[Records]
------------
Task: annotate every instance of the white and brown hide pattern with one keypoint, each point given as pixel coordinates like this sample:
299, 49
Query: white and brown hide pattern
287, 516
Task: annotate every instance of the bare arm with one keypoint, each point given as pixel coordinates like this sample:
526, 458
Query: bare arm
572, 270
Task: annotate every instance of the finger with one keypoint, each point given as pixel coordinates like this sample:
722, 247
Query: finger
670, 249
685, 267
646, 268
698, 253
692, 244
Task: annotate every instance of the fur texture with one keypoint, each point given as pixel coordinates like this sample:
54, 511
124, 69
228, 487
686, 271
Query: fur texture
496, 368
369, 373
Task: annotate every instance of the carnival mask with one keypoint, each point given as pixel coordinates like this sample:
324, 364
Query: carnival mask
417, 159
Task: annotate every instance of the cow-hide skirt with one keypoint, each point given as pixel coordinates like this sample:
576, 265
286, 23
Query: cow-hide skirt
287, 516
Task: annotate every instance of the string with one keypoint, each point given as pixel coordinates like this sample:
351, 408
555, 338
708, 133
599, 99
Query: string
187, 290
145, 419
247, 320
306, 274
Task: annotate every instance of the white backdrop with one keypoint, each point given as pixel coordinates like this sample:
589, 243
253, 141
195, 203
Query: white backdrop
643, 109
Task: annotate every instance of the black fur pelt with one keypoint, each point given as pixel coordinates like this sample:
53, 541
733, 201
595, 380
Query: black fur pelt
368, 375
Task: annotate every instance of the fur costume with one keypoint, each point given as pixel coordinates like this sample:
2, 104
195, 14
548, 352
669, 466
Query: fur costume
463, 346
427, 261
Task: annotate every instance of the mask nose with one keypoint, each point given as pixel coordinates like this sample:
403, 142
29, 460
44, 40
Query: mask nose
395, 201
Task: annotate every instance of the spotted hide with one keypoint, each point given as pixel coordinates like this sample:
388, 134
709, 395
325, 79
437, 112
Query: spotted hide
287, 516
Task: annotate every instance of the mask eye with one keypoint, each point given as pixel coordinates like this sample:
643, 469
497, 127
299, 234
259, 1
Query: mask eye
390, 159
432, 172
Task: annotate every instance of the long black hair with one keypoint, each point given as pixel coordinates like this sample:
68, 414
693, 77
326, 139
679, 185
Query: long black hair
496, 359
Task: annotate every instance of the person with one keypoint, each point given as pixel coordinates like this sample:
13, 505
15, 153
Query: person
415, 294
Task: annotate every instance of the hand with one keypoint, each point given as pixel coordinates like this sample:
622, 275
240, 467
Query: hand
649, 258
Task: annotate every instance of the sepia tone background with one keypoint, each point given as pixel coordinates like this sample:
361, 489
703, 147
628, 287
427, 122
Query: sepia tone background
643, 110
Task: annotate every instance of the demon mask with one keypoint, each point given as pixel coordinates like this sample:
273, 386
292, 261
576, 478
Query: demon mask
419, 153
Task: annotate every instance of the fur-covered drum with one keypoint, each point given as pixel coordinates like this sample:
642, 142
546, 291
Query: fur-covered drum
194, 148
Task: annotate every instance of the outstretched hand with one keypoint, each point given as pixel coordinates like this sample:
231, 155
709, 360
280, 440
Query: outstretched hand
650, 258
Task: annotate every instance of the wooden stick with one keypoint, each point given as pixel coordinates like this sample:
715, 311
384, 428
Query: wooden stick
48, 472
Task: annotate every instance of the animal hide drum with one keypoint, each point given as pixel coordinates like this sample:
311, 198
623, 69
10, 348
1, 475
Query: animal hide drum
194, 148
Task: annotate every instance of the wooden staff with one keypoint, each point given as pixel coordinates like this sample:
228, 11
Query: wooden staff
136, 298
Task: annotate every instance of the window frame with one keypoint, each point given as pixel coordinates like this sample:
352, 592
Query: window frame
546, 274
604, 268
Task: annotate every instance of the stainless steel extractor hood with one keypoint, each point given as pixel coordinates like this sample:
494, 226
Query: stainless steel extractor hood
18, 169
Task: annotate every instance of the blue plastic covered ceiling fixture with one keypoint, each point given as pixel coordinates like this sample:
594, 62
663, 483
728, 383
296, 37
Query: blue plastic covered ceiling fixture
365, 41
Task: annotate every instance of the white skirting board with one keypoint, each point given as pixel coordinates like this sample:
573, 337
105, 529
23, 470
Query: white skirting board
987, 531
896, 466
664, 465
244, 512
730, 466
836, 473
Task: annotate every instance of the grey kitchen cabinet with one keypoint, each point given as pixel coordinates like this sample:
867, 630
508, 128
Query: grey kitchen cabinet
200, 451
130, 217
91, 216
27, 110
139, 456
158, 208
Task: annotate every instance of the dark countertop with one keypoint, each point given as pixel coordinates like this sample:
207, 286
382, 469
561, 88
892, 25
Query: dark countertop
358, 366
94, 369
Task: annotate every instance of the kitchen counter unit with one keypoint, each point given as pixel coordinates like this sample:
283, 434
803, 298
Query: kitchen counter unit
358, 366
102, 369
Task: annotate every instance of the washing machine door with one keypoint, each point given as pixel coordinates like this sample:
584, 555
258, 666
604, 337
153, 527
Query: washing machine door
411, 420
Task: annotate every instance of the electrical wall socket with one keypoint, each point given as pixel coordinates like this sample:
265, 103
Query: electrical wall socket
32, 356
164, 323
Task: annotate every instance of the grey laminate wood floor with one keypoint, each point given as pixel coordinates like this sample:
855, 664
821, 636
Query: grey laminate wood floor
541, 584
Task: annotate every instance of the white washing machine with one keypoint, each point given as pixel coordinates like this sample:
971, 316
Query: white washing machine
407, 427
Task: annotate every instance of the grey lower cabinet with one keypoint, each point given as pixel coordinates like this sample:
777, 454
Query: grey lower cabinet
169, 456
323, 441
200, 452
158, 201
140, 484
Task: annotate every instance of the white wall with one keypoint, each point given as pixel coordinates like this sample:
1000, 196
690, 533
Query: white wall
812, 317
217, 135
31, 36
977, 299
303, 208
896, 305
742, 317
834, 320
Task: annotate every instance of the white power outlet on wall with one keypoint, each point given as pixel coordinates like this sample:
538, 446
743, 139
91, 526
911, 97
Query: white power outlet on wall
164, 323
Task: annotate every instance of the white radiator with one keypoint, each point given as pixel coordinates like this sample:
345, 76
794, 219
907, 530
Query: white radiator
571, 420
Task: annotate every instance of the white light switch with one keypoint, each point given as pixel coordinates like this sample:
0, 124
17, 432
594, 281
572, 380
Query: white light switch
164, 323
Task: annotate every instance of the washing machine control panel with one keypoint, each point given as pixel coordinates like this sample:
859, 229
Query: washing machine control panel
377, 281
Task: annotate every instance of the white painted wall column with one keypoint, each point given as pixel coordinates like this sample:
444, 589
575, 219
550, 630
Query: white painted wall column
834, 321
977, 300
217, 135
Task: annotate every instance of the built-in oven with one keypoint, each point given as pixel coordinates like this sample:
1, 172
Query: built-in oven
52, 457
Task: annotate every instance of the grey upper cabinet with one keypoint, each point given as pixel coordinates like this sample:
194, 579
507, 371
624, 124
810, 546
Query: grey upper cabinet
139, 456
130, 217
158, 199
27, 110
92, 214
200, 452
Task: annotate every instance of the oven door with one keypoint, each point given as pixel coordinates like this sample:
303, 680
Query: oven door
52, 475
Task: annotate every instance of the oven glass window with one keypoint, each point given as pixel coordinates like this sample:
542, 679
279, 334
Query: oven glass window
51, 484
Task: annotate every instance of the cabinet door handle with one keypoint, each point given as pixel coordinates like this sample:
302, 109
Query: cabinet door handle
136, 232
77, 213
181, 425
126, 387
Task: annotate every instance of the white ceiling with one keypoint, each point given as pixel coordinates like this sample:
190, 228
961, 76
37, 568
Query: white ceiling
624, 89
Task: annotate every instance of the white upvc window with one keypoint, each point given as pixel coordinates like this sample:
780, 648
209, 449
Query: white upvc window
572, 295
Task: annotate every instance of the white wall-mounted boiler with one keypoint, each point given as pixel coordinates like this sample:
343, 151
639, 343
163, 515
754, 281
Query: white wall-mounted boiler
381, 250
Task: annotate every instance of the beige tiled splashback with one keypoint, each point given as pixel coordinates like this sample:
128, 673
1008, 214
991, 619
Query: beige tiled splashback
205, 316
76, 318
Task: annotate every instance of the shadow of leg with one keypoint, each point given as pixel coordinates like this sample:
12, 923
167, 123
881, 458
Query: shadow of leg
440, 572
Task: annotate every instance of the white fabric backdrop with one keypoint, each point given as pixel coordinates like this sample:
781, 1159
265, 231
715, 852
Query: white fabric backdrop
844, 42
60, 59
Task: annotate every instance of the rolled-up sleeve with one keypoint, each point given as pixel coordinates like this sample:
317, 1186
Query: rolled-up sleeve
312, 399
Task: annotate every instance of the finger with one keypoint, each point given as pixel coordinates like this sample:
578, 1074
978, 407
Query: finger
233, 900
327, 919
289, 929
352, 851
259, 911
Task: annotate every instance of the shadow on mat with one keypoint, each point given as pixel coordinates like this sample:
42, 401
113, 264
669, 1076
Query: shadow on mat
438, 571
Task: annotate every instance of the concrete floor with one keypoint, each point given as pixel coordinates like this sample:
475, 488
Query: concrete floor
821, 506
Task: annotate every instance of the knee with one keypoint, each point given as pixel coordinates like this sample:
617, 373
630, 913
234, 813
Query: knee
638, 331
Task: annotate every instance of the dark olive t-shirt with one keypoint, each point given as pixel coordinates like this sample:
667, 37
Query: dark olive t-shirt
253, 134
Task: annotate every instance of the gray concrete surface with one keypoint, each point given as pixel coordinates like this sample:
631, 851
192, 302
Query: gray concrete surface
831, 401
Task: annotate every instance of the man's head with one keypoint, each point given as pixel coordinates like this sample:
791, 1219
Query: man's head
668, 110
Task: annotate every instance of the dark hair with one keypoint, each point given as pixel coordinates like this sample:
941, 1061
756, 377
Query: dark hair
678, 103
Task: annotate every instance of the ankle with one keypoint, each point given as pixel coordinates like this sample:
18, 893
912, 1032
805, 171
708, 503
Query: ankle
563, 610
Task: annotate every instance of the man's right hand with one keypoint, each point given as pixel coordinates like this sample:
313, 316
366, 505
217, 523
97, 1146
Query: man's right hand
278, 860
------------
*Objective*: Your answer should consist only of the lines from the one with "Task: annotate every instance of the knee" through the end of the data above, reproduced exactly.

*Exercise solution*:
Task: annotate every instance of the knee with one keypoint, each point given as pixel coordinates like this sample:
617, 373
630, 913
234, 813
Query: knee
638, 331
Task: annotate every instance of the dark olive t-shirt with one keypoint, each point given as pixel coordinates like this sample:
667, 37
Query: dark olive t-shirt
253, 134
Task: annotate every instance of the gray concrete surface with one keypoint, each point given as pixel coordinates like this sample:
631, 851
192, 302
Query: gray concrete surface
831, 401
Task: annotate every instance of the man's head with one keypoint, each point given as pixel coordinates like this sample:
791, 1219
Query: man's head
668, 110
Task: annotate every instance of the dark hair with one keypoint, each point given as pixel coordinates like this sample:
941, 1061
756, 377
Query: dark hair
678, 103
Task: annotate every instance of the ankle with one keypoint, each point given as pixel coordinates like this sample:
18, 893
912, 1032
805, 171
708, 503
Query: ankle
563, 610
Task: annotate every instance of the man's right hand with one keypoint, each point given as pixel coordinates like this sample:
313, 316
366, 505
217, 523
97, 1146
Query: man's right hand
278, 860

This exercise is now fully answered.